**Reading passage**
BEGIN

This is an underground shopping mall in Myeong-dong, a large commercial district in central Seoul. These types of malls are fairly common in Korea and can stretch for kilometres under the roads, branching off and linking large department stores above. In a nutshell, they're like huge, brightly-lit rabbit warrens filled with Koreans.
Here we are at the subway again. We've come back here because I wanted to tell you a story that someone else told me. This subway station is different because it's got sliding doors that isolate the tracks from the bystanders. Apparently they install this in certain subway stops and not others because some stations are suicide hotspots. More often than not, they're associated with a university. I guess the pressure of studying for exams must be pretty intense.
On Friday I went to the annual GOA'L conference. GOA'L is an adoptee-run non-government organisation that was set up to support Korean adoptees who return to Korea for various reasons. They've been really helpful to me and are a great resource. Some of you might not know much about adoption, but I'll keep it brief and say that adoption means different things to different people. In the photo you can see Dae-Won Wenger giving the opening speech. Dae-Won is the Secretary General of GOA'L, I guess you could say that he's the Kofi Annan of the Korean adoptee community.
And here's Thomas, doing what he does best and dropping some lines on Korean TV. Thomas is a cool guy and his accent makes him sound a little bit like Arnold Schwarzenegger.
There was a really good buffet dinner that night and they had everything from sushi and octopus to cute little green-tea cupcakes.

END

**Extracted records**
BEGIN

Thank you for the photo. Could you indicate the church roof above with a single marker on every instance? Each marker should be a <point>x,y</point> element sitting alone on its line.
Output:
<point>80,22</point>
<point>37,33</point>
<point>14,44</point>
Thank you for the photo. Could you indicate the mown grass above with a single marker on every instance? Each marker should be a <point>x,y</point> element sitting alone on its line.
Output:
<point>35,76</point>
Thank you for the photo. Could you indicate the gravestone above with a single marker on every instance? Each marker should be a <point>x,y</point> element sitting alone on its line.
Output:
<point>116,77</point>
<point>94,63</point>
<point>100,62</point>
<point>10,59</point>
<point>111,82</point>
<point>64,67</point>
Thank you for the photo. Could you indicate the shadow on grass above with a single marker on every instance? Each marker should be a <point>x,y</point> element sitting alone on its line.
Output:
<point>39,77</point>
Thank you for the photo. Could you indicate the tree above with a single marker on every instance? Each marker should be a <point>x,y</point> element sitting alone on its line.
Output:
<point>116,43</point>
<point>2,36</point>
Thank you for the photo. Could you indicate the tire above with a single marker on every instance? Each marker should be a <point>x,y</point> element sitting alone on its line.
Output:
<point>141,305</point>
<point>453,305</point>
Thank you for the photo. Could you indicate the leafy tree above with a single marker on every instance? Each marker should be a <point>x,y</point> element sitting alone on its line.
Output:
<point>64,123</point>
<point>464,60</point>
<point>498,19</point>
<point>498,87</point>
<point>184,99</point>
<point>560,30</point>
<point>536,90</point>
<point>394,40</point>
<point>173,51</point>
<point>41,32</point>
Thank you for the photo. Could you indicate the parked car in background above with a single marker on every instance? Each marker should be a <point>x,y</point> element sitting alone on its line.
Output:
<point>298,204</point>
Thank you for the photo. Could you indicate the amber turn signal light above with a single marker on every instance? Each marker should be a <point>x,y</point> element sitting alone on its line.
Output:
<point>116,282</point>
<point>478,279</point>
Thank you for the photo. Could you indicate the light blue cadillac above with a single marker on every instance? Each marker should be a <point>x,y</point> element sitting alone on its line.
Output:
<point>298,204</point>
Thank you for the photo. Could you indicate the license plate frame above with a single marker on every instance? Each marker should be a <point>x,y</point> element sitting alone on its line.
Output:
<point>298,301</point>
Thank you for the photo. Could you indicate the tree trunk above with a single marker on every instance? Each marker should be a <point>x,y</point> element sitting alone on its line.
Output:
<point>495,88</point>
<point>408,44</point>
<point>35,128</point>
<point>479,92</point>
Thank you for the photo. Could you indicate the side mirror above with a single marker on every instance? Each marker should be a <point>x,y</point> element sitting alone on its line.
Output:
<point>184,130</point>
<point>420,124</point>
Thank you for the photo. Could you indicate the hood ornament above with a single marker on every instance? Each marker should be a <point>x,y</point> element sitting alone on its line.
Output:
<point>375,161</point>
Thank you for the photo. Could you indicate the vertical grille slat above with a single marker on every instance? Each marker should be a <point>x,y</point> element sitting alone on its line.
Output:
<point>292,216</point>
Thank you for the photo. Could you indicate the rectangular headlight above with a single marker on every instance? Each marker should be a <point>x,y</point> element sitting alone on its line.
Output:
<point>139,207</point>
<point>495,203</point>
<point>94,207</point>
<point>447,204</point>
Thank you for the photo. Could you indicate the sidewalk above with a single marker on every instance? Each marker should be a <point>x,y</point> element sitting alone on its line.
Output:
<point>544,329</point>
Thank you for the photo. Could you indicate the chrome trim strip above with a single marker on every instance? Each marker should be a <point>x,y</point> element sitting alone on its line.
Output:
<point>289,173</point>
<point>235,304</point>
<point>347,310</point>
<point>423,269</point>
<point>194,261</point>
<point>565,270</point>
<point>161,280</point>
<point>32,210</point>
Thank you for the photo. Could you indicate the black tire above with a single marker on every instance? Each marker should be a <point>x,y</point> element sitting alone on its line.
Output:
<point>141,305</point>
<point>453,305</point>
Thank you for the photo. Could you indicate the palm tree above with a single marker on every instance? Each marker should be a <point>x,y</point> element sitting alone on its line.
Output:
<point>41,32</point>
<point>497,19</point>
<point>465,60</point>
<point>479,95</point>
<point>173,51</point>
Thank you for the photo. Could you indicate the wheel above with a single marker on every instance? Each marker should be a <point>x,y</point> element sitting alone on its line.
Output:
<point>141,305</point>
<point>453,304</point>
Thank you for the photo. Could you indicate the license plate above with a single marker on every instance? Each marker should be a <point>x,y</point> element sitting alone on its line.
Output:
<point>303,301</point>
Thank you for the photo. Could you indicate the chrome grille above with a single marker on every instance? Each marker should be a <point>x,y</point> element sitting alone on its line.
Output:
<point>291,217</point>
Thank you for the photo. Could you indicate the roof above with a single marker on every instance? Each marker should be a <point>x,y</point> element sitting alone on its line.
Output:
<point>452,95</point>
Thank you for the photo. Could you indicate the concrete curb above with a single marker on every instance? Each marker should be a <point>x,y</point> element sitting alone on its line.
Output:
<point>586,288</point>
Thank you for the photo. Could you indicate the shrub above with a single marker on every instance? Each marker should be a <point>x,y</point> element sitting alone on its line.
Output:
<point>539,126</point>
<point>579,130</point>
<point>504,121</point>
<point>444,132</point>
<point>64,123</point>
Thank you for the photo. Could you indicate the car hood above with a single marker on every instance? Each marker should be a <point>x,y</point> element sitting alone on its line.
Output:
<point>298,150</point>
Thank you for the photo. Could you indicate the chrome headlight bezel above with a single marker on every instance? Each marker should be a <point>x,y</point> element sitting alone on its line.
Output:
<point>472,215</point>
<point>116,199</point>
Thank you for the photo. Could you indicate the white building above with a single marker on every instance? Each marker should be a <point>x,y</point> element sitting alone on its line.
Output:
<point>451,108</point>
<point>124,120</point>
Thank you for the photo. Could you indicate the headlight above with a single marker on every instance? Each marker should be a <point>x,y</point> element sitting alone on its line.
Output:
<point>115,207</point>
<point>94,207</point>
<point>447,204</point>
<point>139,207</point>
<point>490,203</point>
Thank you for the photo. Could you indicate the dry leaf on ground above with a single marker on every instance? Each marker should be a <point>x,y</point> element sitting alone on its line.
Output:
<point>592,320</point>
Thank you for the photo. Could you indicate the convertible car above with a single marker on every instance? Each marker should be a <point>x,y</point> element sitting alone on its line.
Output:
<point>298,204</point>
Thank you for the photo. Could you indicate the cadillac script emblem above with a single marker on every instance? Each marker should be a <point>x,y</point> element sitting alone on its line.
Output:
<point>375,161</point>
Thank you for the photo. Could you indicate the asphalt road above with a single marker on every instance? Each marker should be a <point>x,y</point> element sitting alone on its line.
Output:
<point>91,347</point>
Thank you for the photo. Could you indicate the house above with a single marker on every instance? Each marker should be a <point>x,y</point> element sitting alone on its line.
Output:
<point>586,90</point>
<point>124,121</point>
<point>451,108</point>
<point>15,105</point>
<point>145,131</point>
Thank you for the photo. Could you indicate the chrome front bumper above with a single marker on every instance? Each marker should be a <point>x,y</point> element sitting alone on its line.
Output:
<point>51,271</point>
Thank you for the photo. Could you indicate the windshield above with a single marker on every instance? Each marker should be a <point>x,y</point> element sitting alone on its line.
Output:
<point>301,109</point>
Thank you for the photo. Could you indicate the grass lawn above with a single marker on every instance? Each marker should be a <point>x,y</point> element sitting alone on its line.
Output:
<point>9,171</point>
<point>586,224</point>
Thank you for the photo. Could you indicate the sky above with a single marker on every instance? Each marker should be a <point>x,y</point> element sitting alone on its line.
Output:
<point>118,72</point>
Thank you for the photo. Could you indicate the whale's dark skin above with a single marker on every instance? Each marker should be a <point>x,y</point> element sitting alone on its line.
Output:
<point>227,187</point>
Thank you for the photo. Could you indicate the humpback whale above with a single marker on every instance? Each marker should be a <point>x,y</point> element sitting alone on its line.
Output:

END

**Problem requirements**
Pick up the piece about Seoul and the GOA'L conference where it stops, and carry it forward after its last sentence.

**Output for this task**
Somehow we found our way to a bar later that night and somebody ordered drinks. I was about to protest against this indulgence, thinking about my health, but I caved in to peer pressure. This is Maria from Boston and she's a librarian. Apparently librarians have conferences too, and after their conferences they all get wild and behave like post-conference adoptees.
Today I went to the countryside with the new Korean friends I met last week. We attended the 2006 World Peace Model Festival near Daejon city. This is some of the scenery on the way to where it was held. The Korean countryside is very lush and green and characterised by sharp low-lying mountains and small rice fields.
This temple in the area is called kakkuljang and is surrounded by water that had small boats in it. The air was warm and the scene was really peaceful.
There were also a lot of large carved rocks arranged in upright positions all over the place. One of the guys told me that some of them take about 10 years to carve. They looked really good and reminded me of the menhirs that Obelix used to carve in the Asterix comics.
I didn't quite understand the festival's relevance to world peace but I did see a lot of models doing choreographed dances and there was a marching band. So I didn't complain. My new Korean friends were really nice to me the whole time and even paid for my ticket. Gamsahamnida (= thankyou).
This is my PC Bang desk that I'm blogging from right now. In these places you can get some ramyeon noodles and a drink for about $2. The price for using a computer is about $1 per hour, which kinda makes it more economical than buying your own and getting it connected. Hey look, there seems to be an amazing blog up on the screen at the moment.
It's 5am in the PC Bang I'm in right now. There are about 20 other people in here playing games, and 2 who are fast asleep at their desks. I tend to come to these places when I feel like chilling out. My biological clock has gone a bit funny (flat batteries?) since I left Australia, but I'm sure it'll restore itself after I start doing some work.
Speaking of which, tomorrow the English academy I'm about to work for is putting me in a hotel in Gangnam for my training program that will last a bit more than a week. So that should be interesting and as always I'll keep you posted on how that's going.